Thus far, we know frankincense was considered holy, a symbol of the divine Lord often used in offerings and burned in temples for its sweet and calming aroma. In order to understand the real significance of frankincense, we must dig a little deeper starting with how it is harvested. The trees do not start producing this resin until they are 8-10 years old and the trees are frequently home to venomous snakes, making collection a dangerous task. When the trees are ready, collectors incise the tree trunks forming wounds that bleed the white resin. The resin dries for about three months in the hot desert sun and forms hardened masses called “tears.” The tears are then collected and sold in markets. Remember also that these trees have an unusual ability to grow in environments so unforgiving. Do you see what I see yet?
The sweet smelling resin comes as the result of the trees’ woundedness. This sweet aroma produces a calming influence and aids in meditation and prayer and thus worship, making our breaths deeper, longer, and stronger. Like this pleasing aroma, our worship is to be pleasing to God. When we can worship in the midst of sorrow and pain, then it’s a sweet smelling offering to our Lord. Most people think of worship as celebration with jumping and shouting, but tears, like frankincense resin, flowing out of our broken hearts and hurts are also especially pleasing in worship-a sweet smelling sacrifice just as in ancient days.

## Exercise data

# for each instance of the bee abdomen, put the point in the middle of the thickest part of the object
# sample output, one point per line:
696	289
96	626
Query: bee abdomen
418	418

## Work item
Can you continue the reflection on frankincense and worship above, picking up right after its final sentence?

## The answer
Even today, there are still modern day beneficial properties of frankincense. Its primary effects are anti septic, disinfectant, astringent, sedative, tonic, and anti-inflammatory. It is frequently used in aromatherapy to soothe and calm the mind, relieving anxiety and depression. The respiratory properties of frankincense help to clean the lungs and relieve shortness of breath, asthma, bronchitis, coughs, and colds. It helps rejuvenate aging skin and is effective with sores, wounds, scars, and even arthritis. It is non-toxic and non-irritant and can be used by most people.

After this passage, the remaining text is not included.